━━━━━ Texte fourni ━━━━━

Messieurs, il me semble donc que, sous ce rapport, il n'y a pas lieu de féliciter le gouvernement pour la convention qu'il a faite, et je déclare que, si cette convention a valu des croix à ceux qui l'ont conclue, je ne les en félicite pas. Je trouve que ces croix ont coûté très cher à la Belgique.

Je ne sais, en vérité, jusqu'à quel point de pareilles conventions sont constitutionnelles et peuvent recevoir leurs effets sans l'assentiment de la Chambre.

Il existe dans la Constitution un article 68 qui dit formellement : Tous les traités de commerce et ceux qui pourraient grever l'État n'ont d'effet qu'après avoir reçu l'assentiment des Chambres.

Or, un traité qui impose à la Belgique une diminution de recettes de 400,000 fr. et qui en 1859 imposera un sacrifice réel de 47,000 francs, plus la charge de transporter sur tout le territoire toutes les lettres qui transitent, et qui vont à l'étranger ou en viennent, est bien un traité qui grève le budget et qui dès lors aurait dû avoir l'assentiment des Chambres. J'engage donc le gouvernement, si pareil cas se présente encore, de soumettre ces conventions à la Chambre. Nous ferons nos observations, et peut-être la Chambre, en faisant certaine résistance, obtiendra-t-elle des conditions meilleures que les négociateurs belges.

Du reste malgré cette perte si considérable, je pense pouvoir dire encore que la somme nette de 2 millions a été atteinte en 1858 et que par conséquent la taxe uniforme peut être mise en vigueur.

En 1858, en déduisant la somme que l'on croit due pour timbres-poste non annulés, nous avons une recette brute de 4,292,000 fr. et les dépenses libellées au budget sont de 2,215,000 fr., de sorte qu'il reste encore un excédant de 2,077,000 fr. Il ne faut que 2 millions net pour que la réforme à 10 cent, puisse être appliquée. Il y a donc un excédant de 77,000 fr. et il me semble que nous sommes dans le cas prévu par l'article 10 de la loi de 1849.

━━━━━ Lignes de données ━━━━━

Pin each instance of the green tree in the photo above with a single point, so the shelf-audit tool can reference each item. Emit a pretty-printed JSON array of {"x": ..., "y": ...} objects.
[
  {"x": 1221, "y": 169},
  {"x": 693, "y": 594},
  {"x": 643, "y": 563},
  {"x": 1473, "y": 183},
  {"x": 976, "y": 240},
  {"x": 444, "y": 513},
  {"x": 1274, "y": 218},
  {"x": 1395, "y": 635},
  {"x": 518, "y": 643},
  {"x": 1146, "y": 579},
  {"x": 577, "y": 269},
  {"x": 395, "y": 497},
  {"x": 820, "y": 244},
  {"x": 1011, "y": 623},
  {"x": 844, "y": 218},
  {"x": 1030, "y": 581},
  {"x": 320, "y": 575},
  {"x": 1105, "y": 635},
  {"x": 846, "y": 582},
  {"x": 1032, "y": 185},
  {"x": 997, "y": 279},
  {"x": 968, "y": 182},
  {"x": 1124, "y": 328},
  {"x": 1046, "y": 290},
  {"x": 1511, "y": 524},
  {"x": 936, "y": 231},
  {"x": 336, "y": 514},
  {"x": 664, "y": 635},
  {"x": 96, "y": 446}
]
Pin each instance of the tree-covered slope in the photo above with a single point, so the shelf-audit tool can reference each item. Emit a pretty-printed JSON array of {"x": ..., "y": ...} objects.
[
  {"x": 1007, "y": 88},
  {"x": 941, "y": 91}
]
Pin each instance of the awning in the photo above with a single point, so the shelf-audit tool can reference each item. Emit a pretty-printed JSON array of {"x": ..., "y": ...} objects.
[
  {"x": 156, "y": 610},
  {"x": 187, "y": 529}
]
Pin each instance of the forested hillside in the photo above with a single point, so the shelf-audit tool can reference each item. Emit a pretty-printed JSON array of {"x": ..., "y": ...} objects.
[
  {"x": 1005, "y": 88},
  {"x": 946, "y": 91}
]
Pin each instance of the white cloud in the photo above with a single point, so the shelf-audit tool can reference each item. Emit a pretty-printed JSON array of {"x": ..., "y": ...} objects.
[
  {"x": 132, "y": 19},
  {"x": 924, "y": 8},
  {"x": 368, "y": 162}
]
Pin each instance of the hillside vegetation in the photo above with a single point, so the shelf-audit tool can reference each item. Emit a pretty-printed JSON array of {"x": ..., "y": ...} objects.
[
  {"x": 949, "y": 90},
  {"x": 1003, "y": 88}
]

━━━━━

* À compléter
1. Selon le texte fourni, pourquoi la convention aurait-elle dû recevoir l'assentiment des Chambres ? Répondez en une à trois phrases.
2. Reproduisez à l'identique le passage du texte fourni qui commence à « En 1858, en » et se termine à « loi de 1849. ».
3. D'après le texte fourni, à combien s'élève la recette brute de 1858 ?
Les lignes ne jouent aucun rôle dans ce travail.

* Réponses par tâche
1. L'article 68 de la Constitution exige l'assentiment des Chambres pour les traités qui pourraient grever l'État. Or cette convention entraîne une diminution de recettes de 400,000 fr., un sacrifice réel de 47,000 francs en 1859 et la charge de transporter sur tout le territoire les lettres qui transitent. Elle grève donc le budget.

2.
En 1858, en déduisant la somme que l'on croit due pour timbres-poste non annulés, nous avons une recette brute de 4,292,000 fr. et les dépenses libellées au budget sont de 2,215,000 fr., de sorte qu'il reste encore un excédant de 2,077,000 fr. Il ne faut que 2 millions net pour que la réforme à 10 cent, puisse être appliquée. Il y a donc un excédant de 77,000 fr. et il me semble que nous sommes dans le cas prévu par l'article 10 de la loi de 1849.

3. Elle s'élève à 4,292,000 fr., une fois déduite la somme que l'on croit due pour timbres-poste non annulés.